[Begin DATA SUPPLIED]

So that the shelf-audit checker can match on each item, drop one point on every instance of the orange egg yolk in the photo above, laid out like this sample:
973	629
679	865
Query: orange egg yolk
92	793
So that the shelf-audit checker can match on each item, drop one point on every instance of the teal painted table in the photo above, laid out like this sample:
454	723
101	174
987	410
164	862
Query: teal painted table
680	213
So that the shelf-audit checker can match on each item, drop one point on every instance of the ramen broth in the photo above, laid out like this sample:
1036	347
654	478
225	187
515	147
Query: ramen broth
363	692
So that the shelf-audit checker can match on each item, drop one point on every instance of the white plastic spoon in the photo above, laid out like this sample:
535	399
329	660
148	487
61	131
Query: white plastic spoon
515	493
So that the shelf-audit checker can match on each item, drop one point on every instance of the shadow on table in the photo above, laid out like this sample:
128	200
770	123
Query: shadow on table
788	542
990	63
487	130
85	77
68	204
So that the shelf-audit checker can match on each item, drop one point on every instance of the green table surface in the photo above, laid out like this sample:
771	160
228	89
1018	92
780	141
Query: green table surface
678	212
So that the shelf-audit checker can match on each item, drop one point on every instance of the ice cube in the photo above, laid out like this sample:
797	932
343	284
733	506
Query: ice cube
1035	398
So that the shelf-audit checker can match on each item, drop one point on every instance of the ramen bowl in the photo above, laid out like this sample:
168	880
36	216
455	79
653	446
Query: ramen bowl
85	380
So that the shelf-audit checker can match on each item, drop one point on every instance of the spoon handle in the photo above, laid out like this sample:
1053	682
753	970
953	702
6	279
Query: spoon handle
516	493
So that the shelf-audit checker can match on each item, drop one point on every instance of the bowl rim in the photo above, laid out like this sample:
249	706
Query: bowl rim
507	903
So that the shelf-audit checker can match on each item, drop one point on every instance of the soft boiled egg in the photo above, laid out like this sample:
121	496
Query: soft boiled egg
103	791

[End DATA SUPPLIED]

DO THIS >> Recast the lines from the one containing "of the soft" through the end of the rows as a Markdown table with the columns "Line No." and "Text," numbering each line and leaving out blank lines.

TASK OUTPUT >>
| Line No. | Text |
|---|---|
| 1 | So that the shelf-audit checker can match on each item, drop one point on every instance of the soft boiled egg in the photo above, laid out like this sample: |
| 2 | 121	496 |
| 3 | Query: soft boiled egg |
| 4 | 103	791 |